-------- Page extract --------
(The Root) —
"My ancestors were former American slaves invited to live in the Dominican Republic when Haitians had control of the island. We know that these former slaves came from Philly. Samaná was mostly populated by American slaves. Everyone there pretty much has an American last name — mine from that side is Jones. What other information do you have about formerly enslaved black Americans moving to Samaná, Dominican Republic? It's a very little known fact." —Kristen Rice-Jones
After the Haitian Revolution in the early 19th century, the leaders of Haiti had the opportunity to reshape the country's identity. One of the early leaders of Haiti after the revolution, President Jean Pierre Boyer, envisioned a country that was welcoming to all of those of African descent. He promoted brotherhood, equality and citizenship to those who immigrated to Haiti. Furthermore, he believed that bringing free Africans together in Haiti would stimulate the country's economy by increasing the labor force and strengthen diplomatic relations with the United States. In 1824, President Boyer offered several incentives to encourage free African Americans to immigrate to Haiti, such as a free passage, land grants and financial support upon arrival.
By August of 1824, several African Americans accepted President Boyer's offer and were preparing to move to Haiti. One of the largest groups left from Philadelphia and settled in the town of Samaná, which is now part of the Dominican Republic (as you may know, the two nations are on the same Caribbean island of Hispaniola).
Jonathas Granville and the Rev. Loring D. Dewey were two of the main proponents of African Americans immigrating to Haiti. Dewey was a member of the American Colonization Society, a group whose primary goal was to facilitate the return of free African Americans to Africa. The Rev. Robert Finley, a Presbyterian minister, had formed the society in 1816 based on his belief that Africans would never be fully integrated into the U.S. and were a threat to the nation's well-being. He believed returning to Africa was the best option for them.
Whatever the motivation, as a result of the work of the ACS, more than 12,000 African Americans immigrated to Liberia, the largest colony formed by the society. Although many in the ACS favored Liberia, it was logistically more difficult to send the emigrants to West Africa because the trip was longer and more expensive. Dewey heard of President Boyer's plans to repopulate Haiti, and thus he began correspondence with Boyer. From this effort, Dewey coordinated the immigration of African Americans to Haiti in 10 locations on the island (including Samaná).
Jonathas Granville was Haitian-born, and he was sent on behalf of Boyer to recruit African Americans to immigrate to Haiti. In June of 1824, he traveled first to Philadelphia, and then to New York, where he distributed some of the money allotted by President Boyer to pay passage to Haiti. The Rev. Dewey and others wrote extensively in newspapers regarding the status and quality of life of those who immigrated to Samaná. In March of 1835, the North Star in Danville, Vt., reported, "The government appears to have realized every promise made by Mr. Grenville and about 270 of the immigrants are located at Samaná, where land has been given to them, on which some are already at work to improve, and are much encouraged to be industrious."
Over time, approximately 6,000 African Americans immigrated to Haiti; however, many of them did not stay permanently. The new immigrants faced many challenges, such as mismanagement of the resettlement process and cultural differences between the Haitians and the African Americans. By 1826, the positive articles in newspapers had given way to criticisms of those who returned from Haiti stating that they were unwilling to work. A January 1826 edition of the United States Gazette wrote that "The public hears but little of Hayti [sic] as a place of emigration, since certain of those who visited the island 6 or 8 months since returned without being able to report that the place would afford shelter and sustenance to those who desire not to labor."
--------
**Complete the following:**
**1)** According to the article on African American emigration to Haiti, who formed the American Colonization Society, and in what year?
**2)** Pull out every line of the listing that contains the string "windshield". Case counts when matching.
The article and the listing come from unrelated sources.
-------- Task inputs --------
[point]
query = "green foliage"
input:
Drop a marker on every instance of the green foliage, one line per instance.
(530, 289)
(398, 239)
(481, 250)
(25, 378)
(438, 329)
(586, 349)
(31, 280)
--------
-------- Task inputs --------
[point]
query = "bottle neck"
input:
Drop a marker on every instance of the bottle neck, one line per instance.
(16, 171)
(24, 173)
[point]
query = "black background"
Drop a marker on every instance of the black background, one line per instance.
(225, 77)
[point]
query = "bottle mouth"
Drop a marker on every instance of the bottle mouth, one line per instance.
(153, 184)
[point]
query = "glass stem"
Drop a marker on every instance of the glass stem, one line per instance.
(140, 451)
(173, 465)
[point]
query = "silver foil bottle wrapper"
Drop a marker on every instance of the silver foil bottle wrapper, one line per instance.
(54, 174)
--------
-------- Task inputs --------
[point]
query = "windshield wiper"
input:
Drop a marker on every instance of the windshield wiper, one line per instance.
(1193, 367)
--------
**Response list:**
**1)** The Rev. Robert Finley, a Presbyterian minister, formed the society in 1816.

**2)**
query = "windshield wiper"
Drop a marker on every instance of the windshield wiper, one line per instance.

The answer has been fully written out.